• Requirement 1:
According to the Toowoomba Grammar School text, in what year did the school's first students enroll?
• Requirement 2:
Transcribe the Toowoomba Grammar School text between "Since the first" and "Boys Schools’ Coalition.", inclusive.
• Requirement 3:
Please pick up the Toowoomba Grammar School text after its last sentence and continue writing it.

• Document segment:
******

Since the first students enrolled in our School in 1877, Toowoomba Grammar School has always been a school for boys. The School is one of nearly 200 all-boys’ schools which are members of an association known as the International Boys Schools’ Coalition.
This organisation involves boys’ schools from around the world (USA, Canada, England, Australia, New Zealand, South Africa, Japan and China). As a school we remain committed to single-sex education. We acknowledge that boys are different from girls – biologically, developmentally and psychologically. The educational philosophy behind single-sex schooling reflects the differential rates of maturity exhibited between boys and girls, the different learning styles typically displayed by boys and girls, the effect of the presence of girls on boys’ academic self-esteem and the tendency for boys to revert to a perceived stereotypical form of masculinity when in the company of girls in the classroom. We acknowledge that boys are generally more impulsive than girls; they can sit still but prefer not to for too long unless engaged and challenged. Our teaching styles are “boy friendly”, our curriculum is relevant to the boys and we harness their natural competitiveness, inquisitiveness and humour.

******

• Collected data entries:
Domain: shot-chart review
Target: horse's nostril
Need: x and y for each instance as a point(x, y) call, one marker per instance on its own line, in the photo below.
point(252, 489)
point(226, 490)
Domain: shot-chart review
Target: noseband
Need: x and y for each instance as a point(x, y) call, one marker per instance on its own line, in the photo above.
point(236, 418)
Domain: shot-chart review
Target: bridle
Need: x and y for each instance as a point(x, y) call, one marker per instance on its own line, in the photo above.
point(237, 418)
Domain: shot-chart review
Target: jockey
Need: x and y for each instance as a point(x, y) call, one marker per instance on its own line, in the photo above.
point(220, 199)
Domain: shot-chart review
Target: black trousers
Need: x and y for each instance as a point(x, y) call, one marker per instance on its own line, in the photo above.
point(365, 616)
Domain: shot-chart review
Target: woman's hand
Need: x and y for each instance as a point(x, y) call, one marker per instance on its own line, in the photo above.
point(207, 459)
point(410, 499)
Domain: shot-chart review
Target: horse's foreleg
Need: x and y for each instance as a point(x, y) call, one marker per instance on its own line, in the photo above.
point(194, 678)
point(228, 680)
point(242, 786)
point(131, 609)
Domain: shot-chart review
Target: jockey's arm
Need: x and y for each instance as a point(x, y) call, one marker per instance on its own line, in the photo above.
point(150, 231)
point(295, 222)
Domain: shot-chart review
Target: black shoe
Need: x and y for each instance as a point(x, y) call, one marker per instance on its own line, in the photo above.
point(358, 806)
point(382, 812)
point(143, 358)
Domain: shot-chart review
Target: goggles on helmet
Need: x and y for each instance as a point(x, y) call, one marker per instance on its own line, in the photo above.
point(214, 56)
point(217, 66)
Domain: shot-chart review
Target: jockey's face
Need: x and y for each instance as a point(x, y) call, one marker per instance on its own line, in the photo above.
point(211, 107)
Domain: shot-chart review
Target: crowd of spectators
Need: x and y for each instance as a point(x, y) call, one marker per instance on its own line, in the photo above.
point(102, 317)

******

• Response 1:
1877

• Response 2:
Since the first students enrolled in our School in 1877, Toowoomba Grammar School has always been a school for boys. The School is one of nearly 200 all-boys’ schools which are members of an association known as the International Boys Schools’ Coalition.

• Response 3:
Due to the absence of girls in the classrooms, we witness boys expressing themselves more freely and taking more positive academic “risks” without worrying about what girls would think of them or how their academic contribution would be judged. In the past I have witnessed in a co-educational setting many boys who have been somewhat intimidated by the presence of girls in the classroom. Girls are generally more focused in their studies and also possess a maturity which perhaps exceeds that of boys by some sixteen months, as aptly demonstrated by their superior linguistic skills at the same age. If forced to face this competition in a co-educational environment, some boys take the easier option and disengage from academic pursuits.
As Headmaster, I enjoy conducting public presentations in Toowoomba and elsewhere on the topic of boys’ education. Despite our acknowledgement of the clear benefits of educating boys in an all-boys’ setting, we also identify the importance of the boys having social interaction with girls from the neighbouring girls’ schools. These opportunities include social dancing, barbecues, socials, ten pin bowling, bush dances, pool parties, indoor rock climbing, semi-formal dinners and combined orchestras, cadets and school musicals with our sister schools in Toowoomba.
As we are a specialist boys’ school, the teaching staff are encouraged to study and practise the research relating specifically to educating boys. Such research comes from the work of academics from a number of Australian universities, such as The University of Newcastle (The Boys in Schools Programme at the Family Action Centre), The University of Melbourne and work published under the auspices of the International Boys Schools’ Coalition.
The teachers of Toowoomba Grammar School have made a conscious decision to teach boys in an all-boys’ setting and the superior academic results and impressive personal development of the boys are vividly evident.